LATIHAN 1: Tentukan apakah setiap pernyataan berikut sesuai dengan berita tentang Fitri: (a) Hermawan Efendi meninggal lima hari setelah melawan rasa sakit; (b) Fitri berusia 25 tahun; (c) Hermawan selalu bersedia diajak berobat. Jawab ya atau tidak untuk tiap pernyataan, disertai kutipan persis dari berita yang menjadi dasarnya.

KUTIPAN DOKUMEN:
Suami Pergi Selamanya, Kisah Fitri, 3 Bulan Menikah, Hamil 2 Bulan

Suami Pergi Selamanya, Kisah Fitri, 3 Bulan Menikah, Hamil 2 Bulan
Rohmatul Ula Fitria (kiri) bersama ibunya yang hingga kini masih berduka atas kepergian Hermawan Efendi.

 -Sejak gas air mata itu dilepaskan polisi ke Stadion Kanjuruhan, Hermawan Efendi mengeluh sakit di tenggorokan. Mata terasa perih, lama-lama badan pun panas dingin. Lima hari setelah melawan rasa sakit, suami Rohmatul Ula Fitria itu pun “pergi” untuk selamanya.

Sepekan terakhir masih terasa sangat berat bagi Rohmatul Ula Fitria. Pada momen-momen bahagia karena bakal mendapat momongan, perempuan 23 tahun itu justru kehilangan suami tercinta, Hermawan Efendi, untuk selamanya.

Bayangan bisa melahirkan anak pertama dengan didampingi pria pujaan hati benar-benar sirna.

Itu sebabnya, Fitri masih kerap meneteskan air mata meski suaminya telah meninggal tujuh hari lalu. “Suami saya itu orangnya kuat. Diajak berobat tidak pernah mau. Selalu bilang sehat,” kata perempuan yang kini hamil dua bulan itu.

Catatan dataset penunjukan:
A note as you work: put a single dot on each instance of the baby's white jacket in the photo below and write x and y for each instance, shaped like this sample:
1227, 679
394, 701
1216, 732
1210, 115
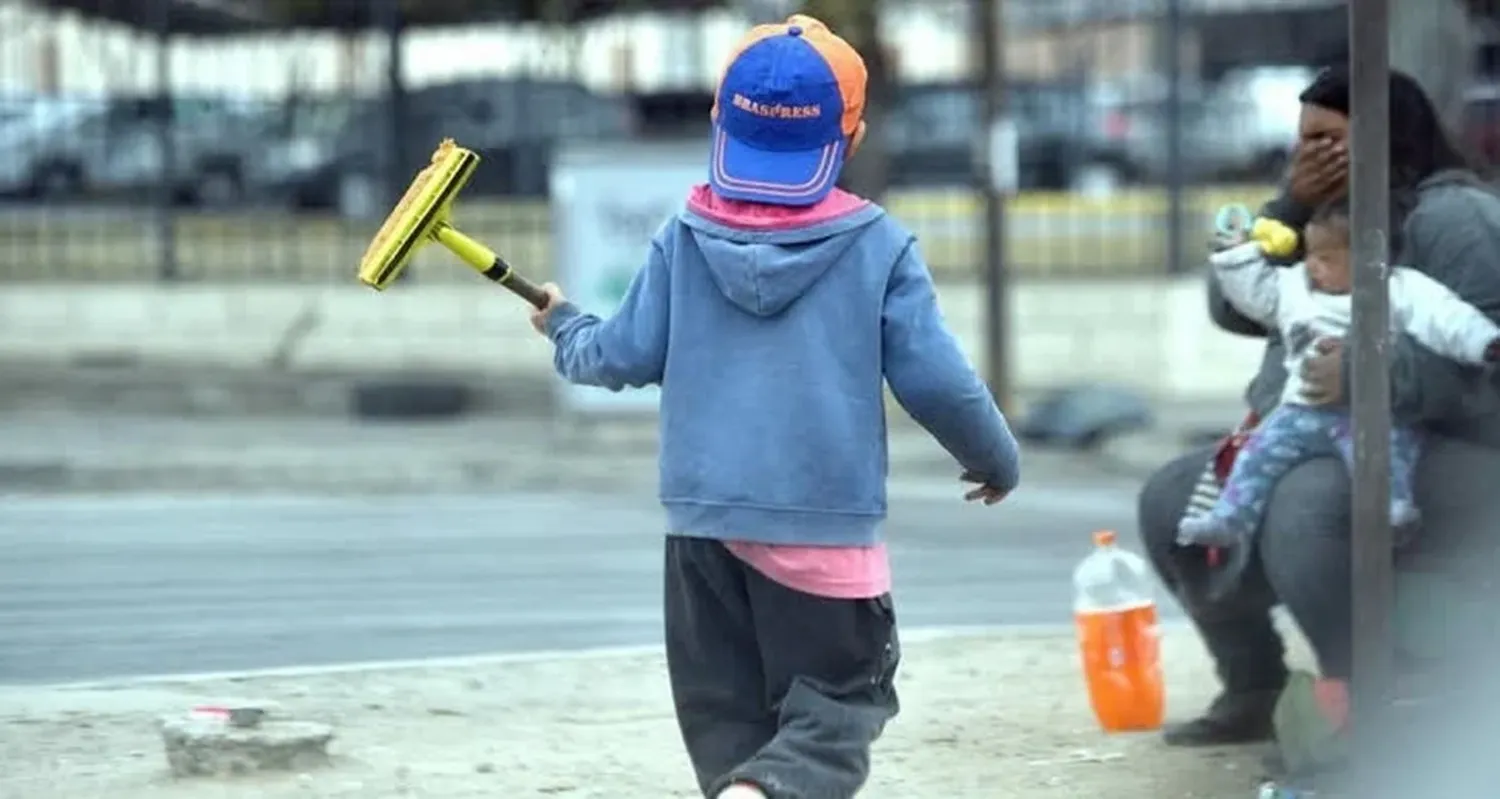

LATIHAN 2: Cetak kembali seluruh baris listing dataset penunjukan tanpa mengubah satu karakter pun. Gambarnya tidak perlu disertakan.

KELUARAN LENGKAP 1:
(a) Ya: "Lima hari setelah melawan rasa sakit, suami Rohmatul Ula Fitria itu pun"
(b) Tidak: "perempuan 23 tahun itu"
(c) Tidak: "Diajak berobat tidak pernah mau."

KELUARAN LENGKAP 2:
A note as you work: put a single dot on each instance of the baby's white jacket in the photo below and write x and y for each instance, shaped like this sample:
1227, 679
394, 701
1216, 732
1210, 115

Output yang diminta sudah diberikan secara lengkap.